RECORDS FOR THIS TASK:
◇ ◇ ◇ ◇ ◇

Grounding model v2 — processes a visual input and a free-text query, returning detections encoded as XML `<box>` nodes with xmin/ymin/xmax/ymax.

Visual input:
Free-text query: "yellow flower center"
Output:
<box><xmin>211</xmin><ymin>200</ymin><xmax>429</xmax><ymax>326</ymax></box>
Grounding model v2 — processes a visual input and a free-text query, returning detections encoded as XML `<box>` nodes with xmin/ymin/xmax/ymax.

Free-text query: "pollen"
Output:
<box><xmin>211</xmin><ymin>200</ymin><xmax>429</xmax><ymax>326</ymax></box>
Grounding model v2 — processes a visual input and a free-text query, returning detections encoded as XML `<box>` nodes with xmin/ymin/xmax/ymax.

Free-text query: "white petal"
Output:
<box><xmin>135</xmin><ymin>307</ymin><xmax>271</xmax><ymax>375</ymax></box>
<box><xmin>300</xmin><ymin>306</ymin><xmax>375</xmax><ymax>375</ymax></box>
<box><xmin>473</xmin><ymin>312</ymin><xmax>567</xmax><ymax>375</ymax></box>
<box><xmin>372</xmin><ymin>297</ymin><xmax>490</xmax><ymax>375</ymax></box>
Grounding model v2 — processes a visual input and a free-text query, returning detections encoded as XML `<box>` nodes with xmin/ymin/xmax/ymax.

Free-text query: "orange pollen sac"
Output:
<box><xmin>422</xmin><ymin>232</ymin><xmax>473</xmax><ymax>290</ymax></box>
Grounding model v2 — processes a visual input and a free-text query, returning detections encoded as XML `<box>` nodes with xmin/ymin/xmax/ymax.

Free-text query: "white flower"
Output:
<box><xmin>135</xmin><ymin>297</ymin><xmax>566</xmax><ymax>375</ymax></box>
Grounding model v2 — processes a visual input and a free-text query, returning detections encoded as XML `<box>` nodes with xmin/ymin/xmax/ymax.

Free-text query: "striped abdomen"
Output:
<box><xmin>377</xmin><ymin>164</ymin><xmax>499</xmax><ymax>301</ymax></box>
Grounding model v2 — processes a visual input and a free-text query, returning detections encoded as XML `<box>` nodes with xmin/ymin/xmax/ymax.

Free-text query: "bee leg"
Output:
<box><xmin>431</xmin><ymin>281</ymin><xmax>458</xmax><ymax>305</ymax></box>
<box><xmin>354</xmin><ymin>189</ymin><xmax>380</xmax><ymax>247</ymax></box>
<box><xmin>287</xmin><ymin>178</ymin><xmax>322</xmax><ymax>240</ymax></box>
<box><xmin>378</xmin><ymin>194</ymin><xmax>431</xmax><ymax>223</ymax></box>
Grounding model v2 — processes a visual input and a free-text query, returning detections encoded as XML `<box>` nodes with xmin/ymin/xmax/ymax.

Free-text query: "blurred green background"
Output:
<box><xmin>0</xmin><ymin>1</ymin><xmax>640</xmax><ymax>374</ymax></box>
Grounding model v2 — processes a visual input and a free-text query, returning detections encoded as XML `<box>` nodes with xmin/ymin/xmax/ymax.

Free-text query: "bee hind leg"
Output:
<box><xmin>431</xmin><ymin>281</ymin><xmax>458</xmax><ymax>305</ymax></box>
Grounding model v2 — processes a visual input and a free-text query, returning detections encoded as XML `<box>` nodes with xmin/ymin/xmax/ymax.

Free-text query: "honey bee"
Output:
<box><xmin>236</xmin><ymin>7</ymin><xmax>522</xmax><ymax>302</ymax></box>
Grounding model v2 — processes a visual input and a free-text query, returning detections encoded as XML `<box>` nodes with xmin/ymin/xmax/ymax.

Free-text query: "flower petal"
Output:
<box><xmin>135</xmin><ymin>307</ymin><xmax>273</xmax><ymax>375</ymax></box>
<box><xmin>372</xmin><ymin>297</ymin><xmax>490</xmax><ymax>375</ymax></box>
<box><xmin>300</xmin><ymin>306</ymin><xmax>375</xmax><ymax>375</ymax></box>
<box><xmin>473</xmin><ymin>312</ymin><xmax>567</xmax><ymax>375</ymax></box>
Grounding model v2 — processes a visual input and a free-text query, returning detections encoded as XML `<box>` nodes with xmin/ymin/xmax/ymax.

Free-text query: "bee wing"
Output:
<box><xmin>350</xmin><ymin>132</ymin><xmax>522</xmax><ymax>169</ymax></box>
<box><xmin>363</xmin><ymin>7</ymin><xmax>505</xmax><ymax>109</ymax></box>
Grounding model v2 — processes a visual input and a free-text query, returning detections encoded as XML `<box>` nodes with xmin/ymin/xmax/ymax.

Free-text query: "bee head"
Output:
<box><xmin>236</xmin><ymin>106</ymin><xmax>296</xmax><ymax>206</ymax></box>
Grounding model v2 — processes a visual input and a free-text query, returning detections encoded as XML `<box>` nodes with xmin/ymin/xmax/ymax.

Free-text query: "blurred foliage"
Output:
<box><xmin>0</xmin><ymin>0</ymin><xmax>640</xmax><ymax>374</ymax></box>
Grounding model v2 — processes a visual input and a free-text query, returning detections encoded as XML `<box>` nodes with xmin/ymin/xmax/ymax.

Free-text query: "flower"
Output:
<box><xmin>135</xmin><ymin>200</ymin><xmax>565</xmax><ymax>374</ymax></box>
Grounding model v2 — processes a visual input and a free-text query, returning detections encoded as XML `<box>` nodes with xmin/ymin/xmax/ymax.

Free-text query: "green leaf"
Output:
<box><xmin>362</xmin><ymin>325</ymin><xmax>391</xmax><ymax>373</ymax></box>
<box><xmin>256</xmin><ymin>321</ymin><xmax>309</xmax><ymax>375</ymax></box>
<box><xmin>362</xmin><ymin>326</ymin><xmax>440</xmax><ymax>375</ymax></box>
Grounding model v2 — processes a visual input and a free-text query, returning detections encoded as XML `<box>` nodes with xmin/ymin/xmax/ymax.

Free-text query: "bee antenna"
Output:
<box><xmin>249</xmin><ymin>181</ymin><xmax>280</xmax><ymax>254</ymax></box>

◇ ◇ ◇ ◇ ◇

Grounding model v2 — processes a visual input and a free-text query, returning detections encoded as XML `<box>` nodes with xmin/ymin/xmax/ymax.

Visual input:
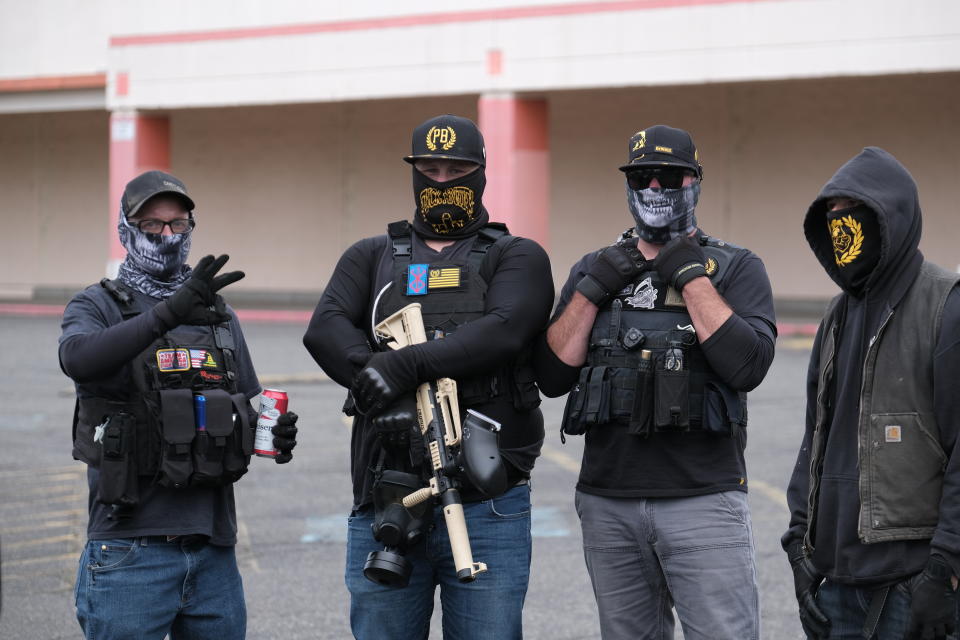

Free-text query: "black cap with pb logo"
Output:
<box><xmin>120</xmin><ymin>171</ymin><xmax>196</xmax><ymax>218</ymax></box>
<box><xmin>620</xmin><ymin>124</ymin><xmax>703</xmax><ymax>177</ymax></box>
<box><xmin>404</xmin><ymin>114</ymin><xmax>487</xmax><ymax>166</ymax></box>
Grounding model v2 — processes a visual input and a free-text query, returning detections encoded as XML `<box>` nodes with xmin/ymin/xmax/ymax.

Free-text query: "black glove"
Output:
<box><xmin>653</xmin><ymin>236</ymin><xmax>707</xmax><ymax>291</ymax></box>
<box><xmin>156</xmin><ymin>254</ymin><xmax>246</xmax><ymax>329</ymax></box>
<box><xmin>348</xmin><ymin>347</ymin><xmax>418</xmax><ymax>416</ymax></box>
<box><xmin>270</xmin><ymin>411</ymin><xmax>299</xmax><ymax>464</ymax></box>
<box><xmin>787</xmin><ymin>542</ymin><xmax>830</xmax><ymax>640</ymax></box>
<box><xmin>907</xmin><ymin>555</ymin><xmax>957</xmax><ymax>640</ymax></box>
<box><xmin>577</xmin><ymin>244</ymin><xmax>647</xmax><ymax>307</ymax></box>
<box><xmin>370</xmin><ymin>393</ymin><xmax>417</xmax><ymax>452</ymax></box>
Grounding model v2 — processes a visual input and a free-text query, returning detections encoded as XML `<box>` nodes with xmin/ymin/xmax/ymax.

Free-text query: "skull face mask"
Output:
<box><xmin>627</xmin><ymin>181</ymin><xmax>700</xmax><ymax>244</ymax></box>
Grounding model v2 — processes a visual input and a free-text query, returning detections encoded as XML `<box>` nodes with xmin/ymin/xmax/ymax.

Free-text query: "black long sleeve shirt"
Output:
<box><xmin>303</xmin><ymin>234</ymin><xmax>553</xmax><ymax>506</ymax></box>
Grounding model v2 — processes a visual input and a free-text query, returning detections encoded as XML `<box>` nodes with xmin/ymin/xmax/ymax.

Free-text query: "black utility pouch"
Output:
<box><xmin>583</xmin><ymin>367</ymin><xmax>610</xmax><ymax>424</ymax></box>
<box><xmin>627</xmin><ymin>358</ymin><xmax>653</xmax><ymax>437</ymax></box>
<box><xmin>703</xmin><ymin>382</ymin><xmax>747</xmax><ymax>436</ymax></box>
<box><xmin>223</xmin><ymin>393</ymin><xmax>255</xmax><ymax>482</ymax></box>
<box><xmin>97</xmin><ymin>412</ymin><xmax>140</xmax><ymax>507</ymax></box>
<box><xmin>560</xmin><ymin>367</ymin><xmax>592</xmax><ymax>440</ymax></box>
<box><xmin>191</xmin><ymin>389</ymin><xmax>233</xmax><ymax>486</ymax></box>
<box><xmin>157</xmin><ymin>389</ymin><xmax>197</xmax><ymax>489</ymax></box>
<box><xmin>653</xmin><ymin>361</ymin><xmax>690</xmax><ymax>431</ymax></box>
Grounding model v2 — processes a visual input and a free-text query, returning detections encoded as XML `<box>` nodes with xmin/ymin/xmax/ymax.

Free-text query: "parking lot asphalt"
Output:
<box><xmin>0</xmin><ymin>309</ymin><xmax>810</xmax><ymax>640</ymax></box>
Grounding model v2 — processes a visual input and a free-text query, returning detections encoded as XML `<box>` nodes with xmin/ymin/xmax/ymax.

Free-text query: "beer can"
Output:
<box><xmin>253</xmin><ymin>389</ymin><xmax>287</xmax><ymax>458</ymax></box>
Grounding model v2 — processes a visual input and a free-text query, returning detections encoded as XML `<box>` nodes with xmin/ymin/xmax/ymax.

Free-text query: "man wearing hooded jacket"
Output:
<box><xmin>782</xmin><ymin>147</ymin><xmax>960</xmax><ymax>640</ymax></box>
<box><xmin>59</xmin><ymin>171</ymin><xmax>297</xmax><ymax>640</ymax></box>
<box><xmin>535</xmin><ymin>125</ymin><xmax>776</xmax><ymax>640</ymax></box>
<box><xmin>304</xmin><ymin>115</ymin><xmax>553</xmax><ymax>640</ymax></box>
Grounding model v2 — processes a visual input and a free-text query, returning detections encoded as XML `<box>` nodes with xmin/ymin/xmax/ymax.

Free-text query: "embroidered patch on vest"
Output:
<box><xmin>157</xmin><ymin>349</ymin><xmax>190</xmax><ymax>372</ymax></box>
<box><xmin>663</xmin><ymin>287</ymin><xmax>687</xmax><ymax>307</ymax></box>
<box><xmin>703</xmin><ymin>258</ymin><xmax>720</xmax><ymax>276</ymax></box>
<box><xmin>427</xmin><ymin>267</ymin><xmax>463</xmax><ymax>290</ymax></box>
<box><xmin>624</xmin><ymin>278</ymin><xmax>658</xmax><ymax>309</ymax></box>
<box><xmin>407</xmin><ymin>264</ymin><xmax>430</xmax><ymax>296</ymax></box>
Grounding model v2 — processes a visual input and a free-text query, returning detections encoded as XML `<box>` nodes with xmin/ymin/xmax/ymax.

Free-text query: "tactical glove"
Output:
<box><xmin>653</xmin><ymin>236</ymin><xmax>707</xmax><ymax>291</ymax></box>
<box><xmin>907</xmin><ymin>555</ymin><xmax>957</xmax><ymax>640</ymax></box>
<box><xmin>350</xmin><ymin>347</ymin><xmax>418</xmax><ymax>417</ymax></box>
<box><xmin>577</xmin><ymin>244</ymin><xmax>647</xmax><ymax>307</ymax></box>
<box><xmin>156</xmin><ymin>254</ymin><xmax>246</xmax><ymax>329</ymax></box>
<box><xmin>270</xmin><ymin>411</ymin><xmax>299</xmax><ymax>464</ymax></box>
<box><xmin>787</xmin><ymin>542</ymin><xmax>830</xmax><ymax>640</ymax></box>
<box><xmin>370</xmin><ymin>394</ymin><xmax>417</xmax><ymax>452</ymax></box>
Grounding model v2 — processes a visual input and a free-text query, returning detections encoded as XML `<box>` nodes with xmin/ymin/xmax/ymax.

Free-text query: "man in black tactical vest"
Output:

◇ ◇ ◇ ◇ ◇

WORK TO BE COMPLETED: Gather every line in the material above that contains the word "pollen", and copy each one as it appears.

RESULT OF THIS EXERCISE:
Free-text query: "pollen"
Free-text query: "orange pollen sac"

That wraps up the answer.